* **Article**
Autocracy, Inc.: The Dictators Who Want to Run the World
- First edition
- Author: Anne Applebaum
- Language: English
- Subject: Political science
- Publisher: Doubleday
- Publication date: 2024
- Publication place: United States
- Media type: Print
- Pages: 224 pp.
- ISBN: 978-0-385-54993-6
- Website: Official website

= Autocracy, Inc. =

2024 book by Anne Applebaum

Autocracy, Inc.: The Dictators Who Want to Run the World is a 2024 non-fiction book written by Pulitzer Prize winner Anne Applebaum and published by Doubleday. The book examines how autocratic governments which do not share a common ideology collaborate to increase their power and control against the democratic and liberal countries. It is an expanded version of her article in The Atlantic: "The Bad Guys Are Winning".

The book has been recognized as one of the "Books of the Year" by The Economist.

== Summary ==
The book describes the relationships between autocratic governments in the 21st century, which are no longer based on shared ideology but "rather by a ruthless, single-minded determination to preserve their personal wealth and power". This networking of autocracies, that include Russia, China, Islamic Republic of Iran, Venezuela and others, use the global economic system and personal connections to support each other in maintaining their personal wealth and keeping their peoples oppressed. The author explores how these autocracies cooperate in several key areas: propaganda and media control, trade in weapons and technologies, and money laundering.

Autocratic governments often support one another while democratic Western countries restrict their media channels. After the Russian invasion of Ukraine, Western nations removed the Russian TV channel Russia Today from their satellites because they claimed it broadcast Russian propaganda and "false narratives". In response, a Chinese satellite began to stream the channel and continue to spread pro-Russian propaganda around the world, especially in the developing world.

These governments also disseminate fake news to stoke fear of Western countries and portray their leaders as defenders of order and tradition. For example, Russian media reports to other autocratic countries against the LGBTQ movement with fake news like "European governments take children from straight families and give them to gay couples" and present Vladimir Putin as guardian of the traditional family. They also use social media to spread propaganda, employing intentional typos in website addresses, known as typosquatting (Reuters.cfd instead of Reuters.com, Spiegel.pr not Spiegel.de), to lend false credibility to their messages and manipulate public opinion.

The cooperation among these governments extends beyond media control to include trade in weapons and technology, enabling them to undermine sanctions imposed by Western countries: China provides weapons to Venezuela, and Iran supplies arms to Russia. The networking of autocracies make often results in unexpected collaborations between governments that do not share ideology, religion, or borders. One such example is the Iran–Venezuela relations: Iran provided technical support, food and petrol to Venezuela, in return, Venezuela laundered money to Hezbollah, a pro-Iranian militia in Lebanon, and provided passports to its officials.

* **Data provided**
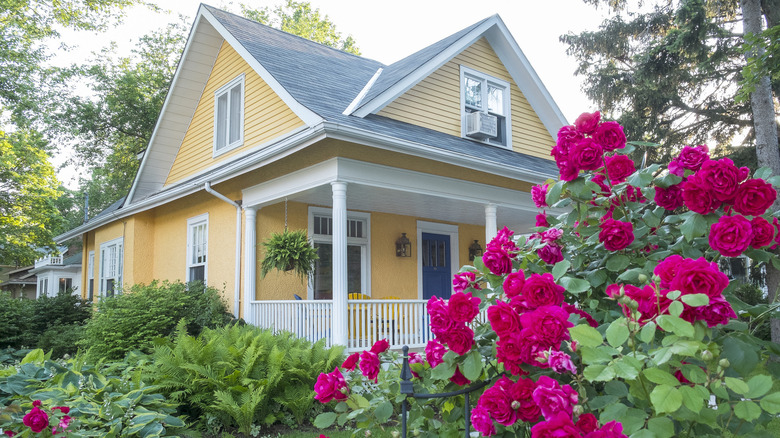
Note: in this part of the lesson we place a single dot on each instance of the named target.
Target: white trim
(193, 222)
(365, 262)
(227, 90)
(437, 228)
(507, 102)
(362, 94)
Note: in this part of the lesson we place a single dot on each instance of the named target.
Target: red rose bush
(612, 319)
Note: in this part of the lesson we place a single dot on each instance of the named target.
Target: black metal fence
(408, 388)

--

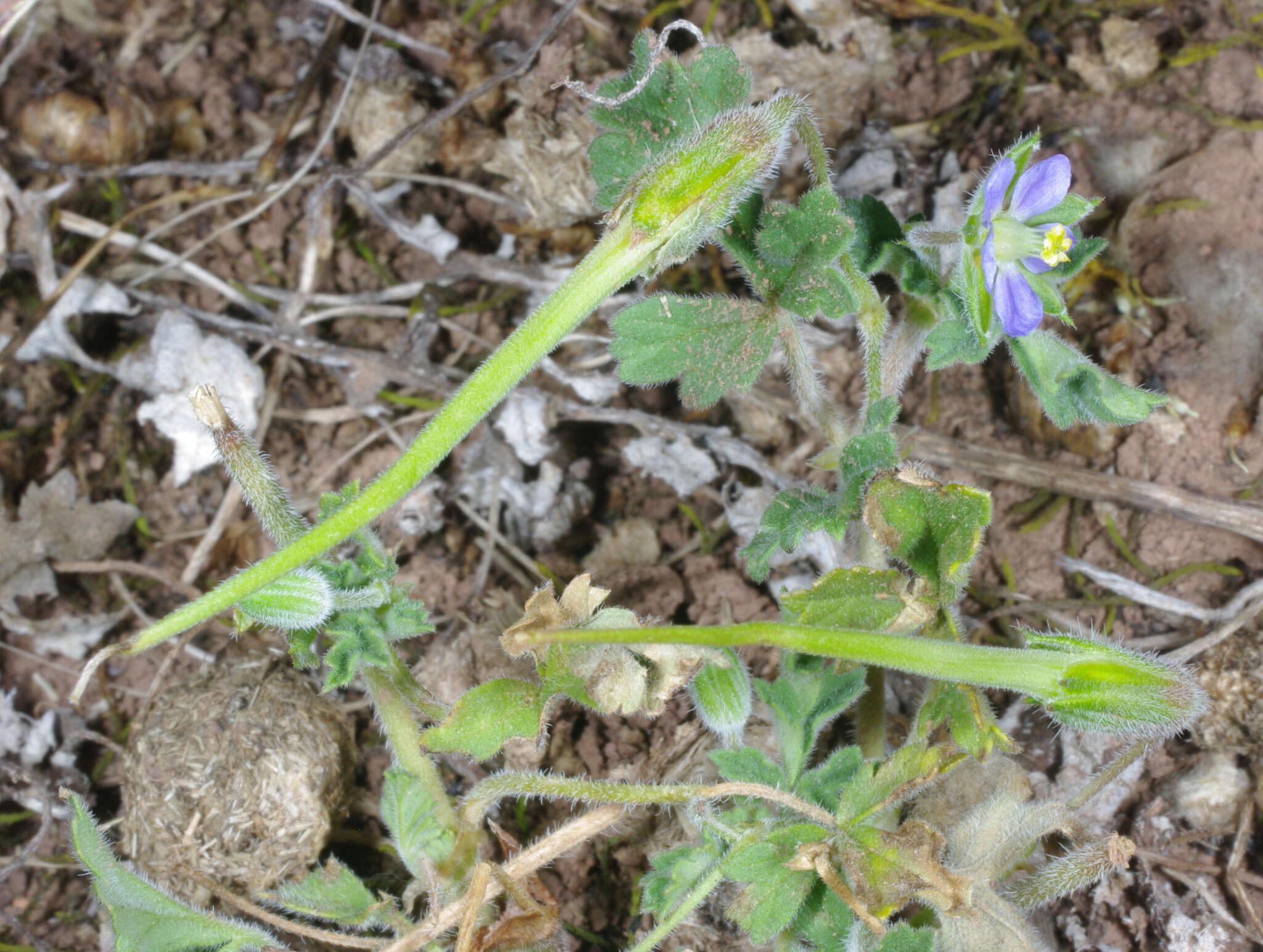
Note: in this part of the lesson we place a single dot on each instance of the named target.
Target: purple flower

* **Instruction A**
In the Autocracy, Inc. article, which piece in The Atlantic is the book an expanded version of?
* **Instruction B**
Please extract the passage of the Autocracy, Inc. article starting at "These governments also" and ending at "manipulate public opinion.".

* **Exercise solution A**
"The Bad Guys Are Winning"

* **Exercise solution B**
These governments also disseminate fake news to stoke fear of Western countries and portray their leaders as defenders of order and tradition. For example, Russian media reports to other autocratic countries against the LGBTQ movement with fake news like "European governments take children from straight families and give them to gay couples" and present Vladimir Putin as guardian of the traditional family. They also use social media to spread propaganda, employing intentional typos in website addresses, known as typosquatting (Reuters.cfd instead of Reuters.com, Spiegel.pr not Spiegel.de), to lend false credibility to their messages and manipulate public opinion.